What you should do
Update the records below by changing each "player-spacing chart" to "crowd-spacing chart" and leaving everything else unchanged.
★ ★ ★ ★ ★ ★ ★
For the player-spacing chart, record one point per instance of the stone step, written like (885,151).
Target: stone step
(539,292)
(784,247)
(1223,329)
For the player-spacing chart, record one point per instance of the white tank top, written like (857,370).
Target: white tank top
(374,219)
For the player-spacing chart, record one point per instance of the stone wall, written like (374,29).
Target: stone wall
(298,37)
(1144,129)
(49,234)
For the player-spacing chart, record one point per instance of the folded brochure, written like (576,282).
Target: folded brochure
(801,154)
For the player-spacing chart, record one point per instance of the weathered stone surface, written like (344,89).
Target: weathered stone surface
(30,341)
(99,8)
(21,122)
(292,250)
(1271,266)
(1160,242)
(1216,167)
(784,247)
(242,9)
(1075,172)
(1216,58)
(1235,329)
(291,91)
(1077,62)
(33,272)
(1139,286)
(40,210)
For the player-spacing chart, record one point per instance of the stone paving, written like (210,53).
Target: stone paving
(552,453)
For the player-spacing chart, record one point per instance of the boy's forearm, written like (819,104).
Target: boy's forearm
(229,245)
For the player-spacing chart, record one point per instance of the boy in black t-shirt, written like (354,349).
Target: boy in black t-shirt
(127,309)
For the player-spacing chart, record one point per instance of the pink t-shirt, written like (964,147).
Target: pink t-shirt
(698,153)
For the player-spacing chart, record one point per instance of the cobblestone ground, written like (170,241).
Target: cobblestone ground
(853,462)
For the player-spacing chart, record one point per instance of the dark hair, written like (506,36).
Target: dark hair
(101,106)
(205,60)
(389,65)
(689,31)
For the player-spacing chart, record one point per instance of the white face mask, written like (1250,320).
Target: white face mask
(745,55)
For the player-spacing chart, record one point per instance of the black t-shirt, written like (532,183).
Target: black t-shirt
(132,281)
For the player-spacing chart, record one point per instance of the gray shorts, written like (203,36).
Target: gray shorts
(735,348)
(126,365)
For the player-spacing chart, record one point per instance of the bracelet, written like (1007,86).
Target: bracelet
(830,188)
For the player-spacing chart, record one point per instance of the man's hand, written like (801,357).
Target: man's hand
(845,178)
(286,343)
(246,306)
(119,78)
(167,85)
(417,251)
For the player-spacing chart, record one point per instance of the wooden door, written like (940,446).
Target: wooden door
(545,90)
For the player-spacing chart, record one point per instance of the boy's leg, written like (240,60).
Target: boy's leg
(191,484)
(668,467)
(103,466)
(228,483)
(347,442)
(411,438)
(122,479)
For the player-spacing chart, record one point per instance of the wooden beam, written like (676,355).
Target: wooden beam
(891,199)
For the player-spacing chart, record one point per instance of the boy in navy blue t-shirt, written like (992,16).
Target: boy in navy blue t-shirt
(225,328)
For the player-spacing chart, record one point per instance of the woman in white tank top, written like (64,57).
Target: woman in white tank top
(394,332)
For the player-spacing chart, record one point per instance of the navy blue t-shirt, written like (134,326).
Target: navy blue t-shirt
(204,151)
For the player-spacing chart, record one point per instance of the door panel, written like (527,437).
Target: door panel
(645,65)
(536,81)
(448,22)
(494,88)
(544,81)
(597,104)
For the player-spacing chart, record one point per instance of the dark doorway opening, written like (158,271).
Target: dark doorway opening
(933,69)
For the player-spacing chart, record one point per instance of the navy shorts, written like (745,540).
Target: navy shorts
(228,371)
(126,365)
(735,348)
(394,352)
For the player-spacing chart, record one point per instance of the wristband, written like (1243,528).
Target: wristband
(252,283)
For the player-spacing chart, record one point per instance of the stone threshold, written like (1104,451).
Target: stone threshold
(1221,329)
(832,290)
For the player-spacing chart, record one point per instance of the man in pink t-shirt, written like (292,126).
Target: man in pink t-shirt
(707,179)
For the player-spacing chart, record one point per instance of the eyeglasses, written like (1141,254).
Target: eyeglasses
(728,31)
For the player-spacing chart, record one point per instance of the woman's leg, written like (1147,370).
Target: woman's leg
★ ★ ★ ★ ★ ★ ★
Written solution
For the crowd-spacing chart, record one point per instance of the stone step, written like (885,151).
Target: stone step
(539,292)
(784,247)
(1223,329)
For the crowd-spacing chart, record one point per instance of the white tank top, written like (857,370).
Target: white tank top
(374,219)
For the crowd-spacing chart, record one point per instance of the stone wall, written like (374,29).
Target: stone wall
(298,37)
(1144,129)
(49,234)
For the crowd-spacing chart, record one point per instance of the folded brochure, written like (576,282).
Target: folded brochure
(801,154)
For the crowd-spacing chart, record one point per instance of the weathered stone surface, written like (344,89).
Target: weathered stone surface
(30,341)
(99,8)
(21,122)
(292,250)
(1271,266)
(1160,242)
(1216,167)
(784,247)
(242,9)
(1075,172)
(1216,58)
(1235,329)
(291,91)
(1077,62)
(33,272)
(1139,286)
(40,210)
For the crowd-spacing chart, record one point per instance of the stone paving, written like (210,53).
Target: stone paving
(552,453)
For the crowd-spacing chart, record one point per instance of the boy's forearm, written like (819,104).
Target: boy's forearm
(229,245)
For the crowd-spacing chart, record one point per instance of the boy in black t-shirt, written like (354,349).
Target: boy in black t-shirt
(127,309)
For the crowd-spacing chart, record one point per instance of the pink t-shirt, written like (964,147).
Target: pink t-shirt
(698,153)
For the crowd-spacing chart, record one point per instance of the cobblestone ground, written like (170,241).
Target: cobblestone ground
(853,462)
For the crowd-spacing chart, record one point per instance of the dark hair, written like (506,36).
Target: dark hair
(101,106)
(205,60)
(389,65)
(689,31)
For the crowd-spacing chart, record one point per instance of the white face mask, written like (1250,320).
Target: white face mask
(745,55)
For the crowd-spacing chart, record one point per instance of the black t-shirt, written like (532,183).
Target: black t-shirt
(132,281)
For the crowd-spacing chart, record one point per instance of the gray shorts, written like (203,36).
Target: gray shorts
(735,348)
(126,365)
For the crowd-spacing chart, record one point per instance of the bracelet, written like (1007,86).
Target: bracelet
(830,188)
For the crowd-spacing chart, record one point per instance of the man's hand, written like (801,357).
Target: man's hand
(845,178)
(286,343)
(246,306)
(119,78)
(167,85)
(417,251)
For the crowd-spacing chart, record one point per instance of the wooden door, written like (940,446).
Target: wooden door
(545,90)
For the crowd-spacing chart, record one point per instance of the boy's leg, written like (240,60).
Target: boy's leg
(191,484)
(668,467)
(103,466)
(228,483)
(347,442)
(411,438)
(122,479)
For the crowd-spacing chart, record one point per instance of the wooden beam, written like (676,355).
Target: wooden beam
(891,199)
For the crowd-spacing chart, record one point per instance of the boy in navy blue t-shirt, written like (992,16).
Target: boy in navy blue t-shirt
(225,328)
For the crowd-spacing chart, record one point per instance of the woman in white tank top, written like (64,57).
Target: woman in white tank top
(394,332)
For the crowd-spacing chart, record one point per instance of the navy blue t-shirt, written like (134,326).
Target: navy blue t-shirt
(204,151)
For the crowd-spacing chart, record one point per instance of the door panel, written like (527,437).
Target: door panel
(645,65)
(536,81)
(448,22)
(494,88)
(544,81)
(597,104)
For the crowd-spacing chart, record one point per instance of the dark doorway opening, written like (158,271).
Target: dark doorway opening
(933,69)
For the crowd-spacing chart, record one point per instance of the navy shorts, written like (745,540).
Target: navy shorts
(228,371)
(126,365)
(735,348)
(394,352)
For the crowd-spacing chart, record one point per instance of the wristband, written like (1243,528).
Target: wristband
(252,283)
For the crowd-spacing chart, record one point per instance of the stone threshold, written like (1104,451).
Target: stone threshold
(1221,329)
(832,290)
For the crowd-spacing chart, record one point per instance of the man in pink t-shirt, written like (292,126).
Target: man in pink t-shirt
(707,179)
For the crowd-spacing chart, record one point per instance of the eyeglasses, written like (1141,254).
Target: eyeglasses
(728,31)
For the crowd-spacing chart, record one point per instance of the woman's leg, written like (1147,370).
Target: woman's leg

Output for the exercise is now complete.